Work required:
What you hand back must match the records word for word, with no pictures.

(Natural language region descriptions)
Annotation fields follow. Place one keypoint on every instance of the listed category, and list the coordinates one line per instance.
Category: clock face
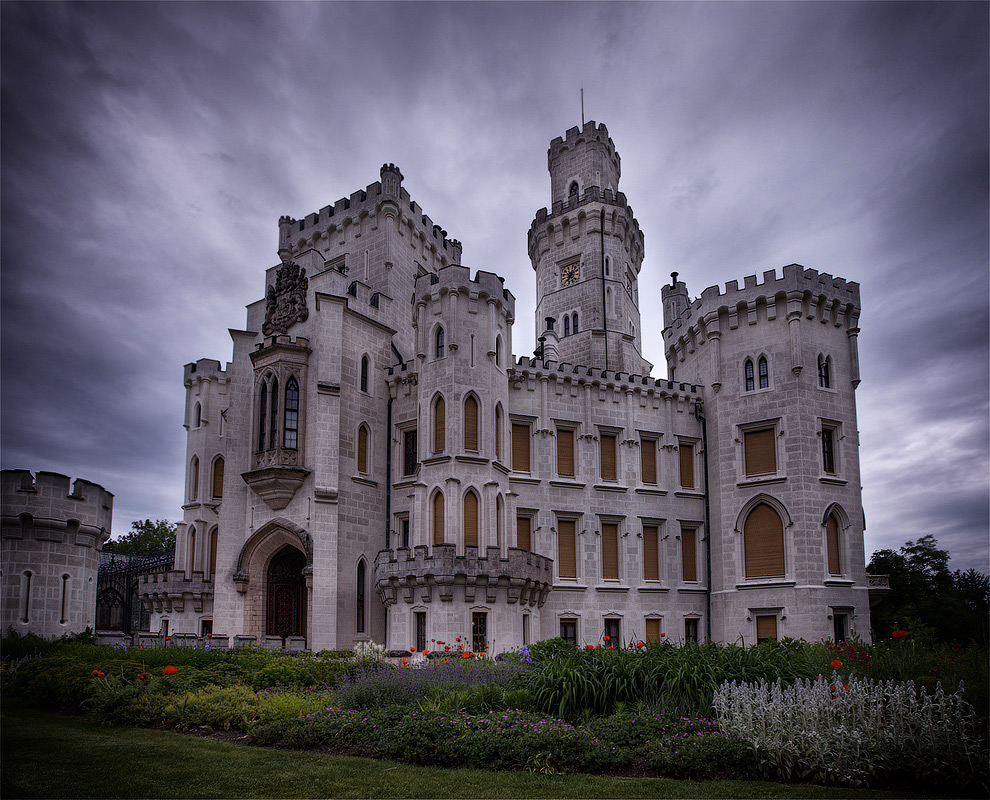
(570, 275)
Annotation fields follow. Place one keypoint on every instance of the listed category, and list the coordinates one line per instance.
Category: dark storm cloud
(149, 149)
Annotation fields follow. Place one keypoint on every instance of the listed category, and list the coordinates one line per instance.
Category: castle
(375, 464)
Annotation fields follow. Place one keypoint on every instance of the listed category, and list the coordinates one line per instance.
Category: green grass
(48, 756)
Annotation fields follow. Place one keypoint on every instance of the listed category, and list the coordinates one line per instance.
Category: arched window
(763, 542)
(470, 423)
(439, 425)
(470, 519)
(262, 410)
(194, 479)
(498, 433)
(359, 596)
(825, 371)
(214, 537)
(291, 435)
(438, 529)
(363, 450)
(273, 421)
(218, 477)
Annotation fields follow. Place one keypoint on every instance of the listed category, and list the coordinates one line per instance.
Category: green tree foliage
(146, 538)
(926, 598)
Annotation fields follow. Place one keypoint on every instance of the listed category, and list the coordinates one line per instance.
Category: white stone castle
(375, 464)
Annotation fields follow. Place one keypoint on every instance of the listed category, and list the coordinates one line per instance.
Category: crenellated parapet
(422, 575)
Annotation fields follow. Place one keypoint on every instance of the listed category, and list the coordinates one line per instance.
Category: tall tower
(587, 252)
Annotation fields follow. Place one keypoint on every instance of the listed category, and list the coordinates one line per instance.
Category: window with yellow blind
(760, 451)
(607, 445)
(832, 545)
(648, 460)
(520, 447)
(763, 541)
(471, 519)
(766, 627)
(439, 425)
(565, 452)
(438, 529)
(689, 555)
(610, 551)
(470, 423)
(566, 549)
(524, 532)
(651, 553)
(686, 452)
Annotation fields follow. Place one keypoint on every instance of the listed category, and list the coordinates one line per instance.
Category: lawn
(51, 756)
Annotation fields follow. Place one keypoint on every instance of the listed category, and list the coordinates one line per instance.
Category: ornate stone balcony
(165, 592)
(418, 575)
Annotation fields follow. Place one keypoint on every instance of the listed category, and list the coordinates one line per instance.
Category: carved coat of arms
(285, 302)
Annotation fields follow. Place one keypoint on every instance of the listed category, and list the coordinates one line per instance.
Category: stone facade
(389, 471)
(51, 536)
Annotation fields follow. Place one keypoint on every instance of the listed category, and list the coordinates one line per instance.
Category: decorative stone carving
(285, 302)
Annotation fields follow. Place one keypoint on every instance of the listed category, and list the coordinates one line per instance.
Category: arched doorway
(286, 594)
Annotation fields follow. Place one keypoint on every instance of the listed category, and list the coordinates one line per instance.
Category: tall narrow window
(651, 553)
(363, 450)
(763, 541)
(273, 421)
(498, 433)
(194, 479)
(262, 415)
(409, 455)
(610, 551)
(566, 554)
(470, 520)
(648, 460)
(524, 533)
(438, 530)
(832, 545)
(689, 555)
(520, 447)
(760, 452)
(291, 436)
(218, 477)
(824, 372)
(360, 598)
(565, 452)
(439, 425)
(607, 443)
(686, 452)
(470, 423)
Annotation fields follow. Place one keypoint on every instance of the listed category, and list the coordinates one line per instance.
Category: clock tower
(587, 251)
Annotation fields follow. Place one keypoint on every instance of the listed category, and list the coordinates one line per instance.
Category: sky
(147, 151)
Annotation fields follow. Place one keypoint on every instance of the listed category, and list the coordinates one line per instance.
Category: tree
(146, 538)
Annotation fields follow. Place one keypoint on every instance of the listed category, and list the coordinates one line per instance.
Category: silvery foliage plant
(858, 733)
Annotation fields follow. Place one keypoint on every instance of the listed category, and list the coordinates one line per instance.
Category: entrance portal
(286, 594)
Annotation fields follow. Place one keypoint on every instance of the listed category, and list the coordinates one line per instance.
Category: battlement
(826, 293)
(457, 277)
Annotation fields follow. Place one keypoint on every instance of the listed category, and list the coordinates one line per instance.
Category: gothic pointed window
(291, 435)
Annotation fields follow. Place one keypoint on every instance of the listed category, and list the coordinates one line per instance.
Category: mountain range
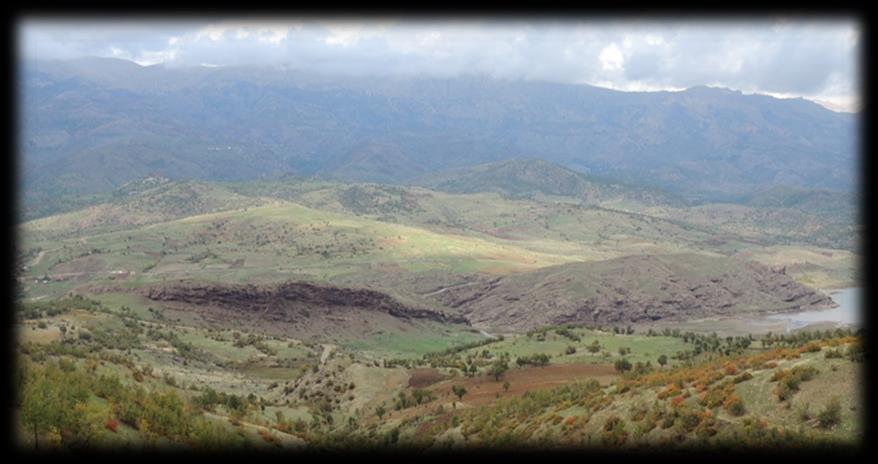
(91, 125)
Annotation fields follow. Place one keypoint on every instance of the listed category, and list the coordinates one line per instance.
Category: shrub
(614, 433)
(831, 414)
(734, 405)
(111, 425)
(622, 365)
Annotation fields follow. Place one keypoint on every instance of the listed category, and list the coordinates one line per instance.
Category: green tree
(459, 391)
(622, 365)
(498, 368)
(39, 408)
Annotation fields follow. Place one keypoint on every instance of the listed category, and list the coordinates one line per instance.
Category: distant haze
(783, 57)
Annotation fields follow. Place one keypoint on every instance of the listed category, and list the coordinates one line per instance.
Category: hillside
(628, 290)
(527, 177)
(141, 202)
(241, 123)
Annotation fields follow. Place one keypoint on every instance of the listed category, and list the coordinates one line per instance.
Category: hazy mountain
(524, 177)
(92, 125)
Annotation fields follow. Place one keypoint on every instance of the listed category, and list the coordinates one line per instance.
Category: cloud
(817, 60)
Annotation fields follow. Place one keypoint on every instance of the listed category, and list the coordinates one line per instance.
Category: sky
(785, 58)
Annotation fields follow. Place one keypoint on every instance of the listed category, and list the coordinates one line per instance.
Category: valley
(293, 311)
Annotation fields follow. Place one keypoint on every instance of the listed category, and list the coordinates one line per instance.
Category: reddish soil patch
(484, 389)
(420, 378)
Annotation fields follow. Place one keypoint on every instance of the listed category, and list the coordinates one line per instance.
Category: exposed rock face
(628, 290)
(294, 307)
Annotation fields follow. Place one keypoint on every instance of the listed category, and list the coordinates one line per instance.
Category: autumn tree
(663, 360)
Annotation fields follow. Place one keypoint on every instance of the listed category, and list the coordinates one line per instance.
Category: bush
(622, 365)
(614, 433)
(831, 414)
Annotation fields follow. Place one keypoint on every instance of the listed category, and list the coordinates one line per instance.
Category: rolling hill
(628, 290)
(90, 126)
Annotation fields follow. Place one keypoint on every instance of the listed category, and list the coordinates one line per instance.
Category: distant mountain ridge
(524, 177)
(90, 126)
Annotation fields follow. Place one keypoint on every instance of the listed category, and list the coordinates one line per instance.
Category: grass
(410, 345)
(642, 348)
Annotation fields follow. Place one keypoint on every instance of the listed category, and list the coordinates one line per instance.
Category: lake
(847, 313)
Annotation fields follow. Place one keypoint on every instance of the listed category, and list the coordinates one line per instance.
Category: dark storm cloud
(814, 60)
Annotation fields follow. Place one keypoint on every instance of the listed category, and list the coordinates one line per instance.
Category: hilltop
(628, 290)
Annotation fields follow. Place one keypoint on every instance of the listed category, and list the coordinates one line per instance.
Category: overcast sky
(818, 60)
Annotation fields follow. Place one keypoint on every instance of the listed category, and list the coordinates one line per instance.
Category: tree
(459, 391)
(420, 395)
(498, 369)
(39, 405)
(622, 365)
(831, 414)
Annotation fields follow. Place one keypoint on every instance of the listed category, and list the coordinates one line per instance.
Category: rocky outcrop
(629, 290)
(296, 303)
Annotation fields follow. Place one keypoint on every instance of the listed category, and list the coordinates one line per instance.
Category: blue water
(848, 312)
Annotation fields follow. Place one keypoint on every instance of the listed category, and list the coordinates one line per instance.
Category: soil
(419, 378)
(293, 308)
(631, 289)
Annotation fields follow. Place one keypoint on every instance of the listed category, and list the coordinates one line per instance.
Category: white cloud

Solution to this exercise:
Annotation fields follow. Place one keypoint on every instance of the listed category, and list the coordinates one line per instance.
Category: clock face
(570, 275)
Annotation fields follow. Place one keypoint on every instance of the listed category, and list the coordinates one line per instance.
Category: dark storm cloud
(149, 149)
Annotation fields follow. Place one keypoint on every instance of the listed category, and list the coordinates one line per instance.
Category: castle
(375, 464)
Annotation fields follow. Place one keypoint on every instance of the listed category, and list the coordinates one line per instance.
Category: green grass
(48, 756)
Annotation fields follow. Place one keypoint on every instance of the listed category, and list the coordinates one line per instance.
Category: arched window
(763, 542)
(470, 423)
(439, 425)
(470, 519)
(262, 410)
(194, 479)
(498, 433)
(359, 596)
(825, 371)
(214, 537)
(291, 435)
(438, 529)
(363, 450)
(273, 421)
(218, 477)
Annotation fields follow. Place one keypoint on every instance of the listed category, and list the coordinates one line per instance.
Category: green tree foliage
(146, 538)
(926, 598)
Annotation fields follow. Place one keypoint on every instance of the listed category, and list the coordinates one line per instance.
Category: white stone castle
(375, 464)
Annotation fields follow. Place one keypoint on every instance of the listed category, and list the coordinates one line per instance.
Category: crenellated parapet
(422, 575)
Annotation fields follow. Place one keypoint on every instance of the listed category, and list the coordinates one line per instance.
Category: tall tower
(587, 252)
Annotation fields follow. Place one keypoint on every instance of the listed category, and list the coordinates one line per instance.
Category: window with yellow blind
(760, 451)
(607, 445)
(832, 545)
(648, 460)
(520, 447)
(763, 541)
(471, 519)
(766, 627)
(439, 425)
(565, 452)
(438, 529)
(689, 555)
(610, 551)
(470, 423)
(566, 549)
(524, 532)
(651, 553)
(686, 452)
Annotation fields follow. Place one keypoint on every instance of the listed category, and list the coordinates one line per instance.
Category: lawn
(51, 756)
Annotation fields follow. Place one keypoint on every instance of the listed category, and list the coordinates one line per instance.
Category: ornate stone balcony
(165, 592)
(418, 575)
Annotation fields follow. Place one keypoint on every instance of the listed category, and list the coordinates one line per instance.
Category: carved coat of arms
(285, 302)
Annotation fields follow. Place one keypoint on every instance of the listed category, and list the coordinates one line per instance.
Category: stone facade
(389, 471)
(51, 536)
Annotation fields follow. Place one keypoint on every instance of the listed category, and list the coordinates one line per instance.
Category: decorative stone carving
(285, 302)
Annotation fields follow. Place one keypoint on every instance of the listed category, and list the coordinates one line per instance.
Category: arched doorway
(286, 594)
Annotation fields follow. Place one keypoint on every instance of the listed category, and list the coordinates one line per instance.
Category: tall narrow window
(651, 553)
(363, 450)
(763, 541)
(273, 421)
(498, 433)
(194, 479)
(262, 415)
(409, 455)
(610, 551)
(566, 554)
(470, 520)
(648, 460)
(524, 533)
(438, 530)
(832, 545)
(689, 555)
(520, 447)
(760, 452)
(291, 436)
(218, 477)
(824, 372)
(360, 598)
(565, 452)
(439, 425)
(607, 443)
(686, 452)
(470, 423)
Annotation fields follow. Place one keypoint on every instance of the listed category, and list the coordinates one line per instance.
Category: clock tower
(587, 251)
Annotation fields follow. Place one keypoint on every instance of the listed category, and list the coordinates one line per instance.
Category: sky
(147, 151)
Annotation fields follow. Place one keypoint on every instance of the listed category, and list the coordinates one line per instance.
Category: tree
(146, 538)
Annotation fields follow. Place one keypoint on every instance of the listed category, and list the coordinates one line per instance.
Category: silvery foliage plant
(858, 733)
Annotation fields follow. Place one keypoint on every instance of the listed category, and list the coordinates one line per instance.
Category: entrance portal
(286, 594)
Annotation fields follow. Place one keypoint on every instance of the listed category, and list the coordinates one line per instance.
Category: battlement
(826, 293)
(457, 277)
Annotation fields follow. Place one keypoint on every instance of the listed category, and list the coordinates one line per instance.
Category: gothic pointed window
(291, 435)
Annotation fields follow. Place one keypoint on every instance of the listed category, and list the coordinates one line per instance.
Category: mountain range
(91, 125)
Annotation fields follow. Place one keypoint on every instance of the listed category, and list the coordinates one line per instance.
Category: shrub
(614, 433)
(831, 414)
(734, 405)
(111, 425)
(622, 365)
Annotation fields follow. Place one keypoint on every instance of the listed category, and list the coordinates one line per instance.
Category: green tree
(459, 391)
(622, 365)
(498, 368)
(39, 408)
Annotation fields follow. Place one keypoint on every instance of the listed category, and list the coordinates one line per instance.
Category: distant haze
(783, 57)
Annotation fields follow. Place one keypoint on every instance of the listed category, and list the coordinates one line per instance.
Category: hillside
(628, 290)
(527, 177)
(141, 202)
(241, 123)
Annotation fields follow. Place one keypoint on every instance of the listed category, and list the coordinates one line per instance.
Category: hazy mountain
(524, 177)
(92, 125)
Annotation fields follow. Place one keypoint on every instance of the listed category, and list the coordinates one line per instance.
Category: cloud
(817, 60)
Annotation fields follow. Place one keypoint on every instance of the listed category, and list the coordinates one line per instance.
Category: sky
(785, 58)
Annotation fields follow. Place one keypoint on every instance of the listed category, and list the coordinates one line per instance.
Category: valley
(293, 311)
Annotation fields follow. Place one keypoint on every instance of the listed category, and list the coordinates one line per instance.
Category: reddish soil patch
(484, 389)
(420, 378)
Annotation fields follow. Place one keypoint on every instance of the listed category, and list the coordinates one line per instance.
Category: exposed rock face
(628, 290)
(294, 307)
Annotation fields follow. Place one keypoint on every instance of the listed category, and list the coordinates one line per instance.
Category: autumn tree
(663, 360)
Annotation fields follow. Place one keypoint on every instance of the listed category, and list the coordinates one line per instance.
Category: bush
(622, 365)
(614, 433)
(831, 414)
Annotation fields follow. Place one keypoint on every instance of the listed category, and list the coordinates one line per instance.
Category: rolling hill
(628, 290)
(90, 126)
Annotation fields follow. Place one keypoint on every instance of the listed category, and list the coordinates one line per instance.
Category: distant mountain ridge
(524, 177)
(90, 126)
Annotation fields follow. Place one keypoint on every instance of the listed category, and list the coordinates one line per instance.
Category: grass
(410, 345)
(642, 348)
Annotation fields follow. Place one keypoint on every instance of the listed category, and list the coordinates one line per instance.
Category: lake
(847, 313)
Annotation fields follow. Place one keypoint on every instance of the listed category, and list the coordinates one line per instance.
Category: dark storm cloud
(814, 60)
Annotation fields follow. Place one keypoint on every instance of the listed category, and list the coordinates one line per instance.
Category: hilltop
(628, 290)
Annotation fields follow. Place one keypoint on every instance of the listed category, and list the coordinates one line per instance.
Category: overcast sky
(818, 60)
Annotation fields follow. Place one keypoint on every instance of the listed category, and list the coordinates one line per instance.
Category: tree
(459, 391)
(420, 395)
(498, 369)
(39, 405)
(622, 365)
(831, 414)
Annotation fields follow. Place one keypoint on every instance of the listed category, and list the coordinates one line per instance.
Category: rocky outcrop
(629, 290)
(296, 303)
Annotation fields follow. Place one keypoint on every instance of the listed category, and list the coordinates one line per instance.
Category: blue water
(848, 312)
Annotation fields follow. Place one keypoint on every instance of the listed category, and list the coordinates one line per instance.
Category: soil
(419, 378)
(293, 308)
(631, 289)
Annotation fields follow. Place one keypoint on every instance of the listed category, and list the coordinates one line per instance.
Category: white cloud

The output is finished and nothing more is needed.